■ Ausgewählter Abschnitt ■
━━━━━━━━━━━━━━━━

Anstatt also ein Schichtenmodell des menschlichen Bewußtseins zu entwickeln, wie es z.B. Damasio vorgelegt hat (vgl. Descartes’ Irrtum (8/2009) S.208ff.), legt de Waal ein Schichtenmodell der menschlichen Empathiefähigkeit vor: „Ich denke, dass die Empathie zu einem Erbe gehört, das so alt wie die Abstammungslinie der Säugetiere ist. Die Empathie nutzt Hirnareale, die mehr als hundert Millionen Jahre alt sind. Die Fähigkeit entstand vor langer Zeit mit motorischer Nachahmung und Gefühlsansteckung, woraufhin die Evolution Schicht um Schicht hinzufügte, bis unsere Vorfahren nicht nur fühlten, was andere fühlten, sondern auch verstanden, was sie möglicherweise wünschten oder brauchten.“ (de Waal 2011, S.269)

De Waal befindet sich damit im Einklang mit Damasio, der ja ebenfalls großen Wert auf die Bedeutung der körperlichen Emotionalität für das menschliche Bewußtsein legt. Aber es ist eben eine andere Blickrichtung: nicht vom Gehirn auf den Körper, sondern vom Körper aus auf das Gehirn, bei dem dann eben auch vor allem das limbische System interessiert.

━━━━━━━━━━━━━━━━

■ Daten zur Aufgabe ■
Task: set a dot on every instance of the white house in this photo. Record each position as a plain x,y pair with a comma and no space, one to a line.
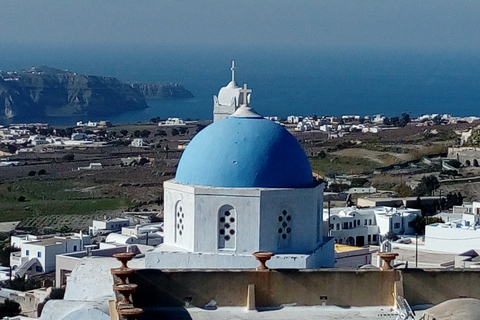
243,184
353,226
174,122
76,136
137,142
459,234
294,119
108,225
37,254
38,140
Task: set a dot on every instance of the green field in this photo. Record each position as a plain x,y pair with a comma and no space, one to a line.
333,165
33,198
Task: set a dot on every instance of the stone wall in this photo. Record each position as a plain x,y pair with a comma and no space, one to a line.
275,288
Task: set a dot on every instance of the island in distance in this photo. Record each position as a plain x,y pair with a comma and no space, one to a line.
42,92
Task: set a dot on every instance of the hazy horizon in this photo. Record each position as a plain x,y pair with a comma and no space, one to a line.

━━━━━━━━━━━━━━━━

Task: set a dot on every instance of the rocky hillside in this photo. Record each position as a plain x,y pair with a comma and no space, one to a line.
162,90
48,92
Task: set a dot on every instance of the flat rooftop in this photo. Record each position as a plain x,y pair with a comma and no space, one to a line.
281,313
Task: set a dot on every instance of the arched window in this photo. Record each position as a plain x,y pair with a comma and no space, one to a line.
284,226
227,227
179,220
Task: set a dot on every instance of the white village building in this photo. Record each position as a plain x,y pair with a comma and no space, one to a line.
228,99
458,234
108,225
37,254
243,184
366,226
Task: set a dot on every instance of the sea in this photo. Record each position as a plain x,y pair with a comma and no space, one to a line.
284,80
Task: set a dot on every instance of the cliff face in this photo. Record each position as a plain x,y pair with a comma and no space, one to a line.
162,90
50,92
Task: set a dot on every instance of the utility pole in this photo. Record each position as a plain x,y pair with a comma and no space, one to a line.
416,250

━━━━━━━━━━━━━━━━

■ Kurzer Auftrag 1 ■
Bearbeite die Zeilen beginnend mit der Zeile, die „Task: set a dot on every instance of the white house“ enthält, und endend mit der Zeile, die „Task: set a dot on every instance of the hazy“ enthält: Ersetze darin „photo“ durch „image“ und lass alles andere unverändert. Die Bilder lässt du in deiner Antwort weg.
■ Kurzer Auftrag 2 ■
Führe den Abschnitt über de Waals Schichtenmodell der Empathie weiter, im Anschluss an seinen letzten Satz.
Der Abschnitt und die Zeilen haben nichts miteinander zu tun und stammen aus verschiedenen Quellen.

■ Schriftliche Antwort 1 ■
Task: set a dot on every instance of the white house in this image. Record each position as a plain x,y pair with a comma and no space, one to a line.
243,184
353,226
174,122
76,136
137,142
459,234
294,119
108,225
37,254
38,140
Task: set a dot on every instance of the green field in this image. Record each position as a plain x,y pair with a comma and no space, one to a line.
333,165
33,198
Task: set a dot on every instance of the stone wall in this image. Record each position as a plain x,y pair with a comma and no space, one to a line.
275,288
Task: set a dot on every instance of the island in distance in this image. Record each position as a plain x,y pair with a comma and no space, one to a line.
42,92
Task: set a dot on every instance of the hazy horizon in this image. Record each position as a plain x,y pair with a comma and no space, one to a line.

■ Schriftliche Antwort 2 ■
De Waals Schichtenmodell besteht aus folgenden Elementen: dem Synchronismus, der Gefühlsansteckung, der einfachen Empathie, der entwickelten Empathie, der Sympathie und der beteiligten Perspektivenübernahme, der eine unbeteiligte Perspektivenübernahme entspricht, die sich aber außerhalb dieses Empathiesystems befindet, und auf die wir in einem späteren Post noch gesondert eingehen wollen. Zu diesem Schichtenmodell gehört die „Ur-Anteilnahme“, bei der ich mir aber unsicher bin, ob ich sie dem Synchronismus oder der Gefühlsansteckung zuordnen soll, weil sie vom Synchronismus ein primär motorische Moment des Verhaltens und von der Gefühlsansteckung ein primär emotionales Moment beinhaltet. Bei der Ur-Anteilnahme handelt es sich um eine „blinde“, also dem Bewußtsein entzogene „Anziehung“, die z.B. Rhesusaffen veranlaßt, die Nähe notleidender Artgenossen aufzusuchen, ohne dabei ein wirkliches, zielbewußtes Tröstungsverhalten an den Tag zu legen oder gar Beistand zu leisten: „Es ist so, als hätte die Natur dem Organismus eine simple Verhaltensregel mit auf den Weg gegeben: ‚Spürst du, dass ein anderer leidet, geh hin und stelle Kontakt her.‘“ (de Waal 2011, S.129) – De Waal fügt hinzu, daß man daraus den Schluß ziehen könne, daß sich mitfühlendes Verhalten „noch vor dem Mitgefühl entwickelt“ habe. (Vgl.de Waal 2011, S.130)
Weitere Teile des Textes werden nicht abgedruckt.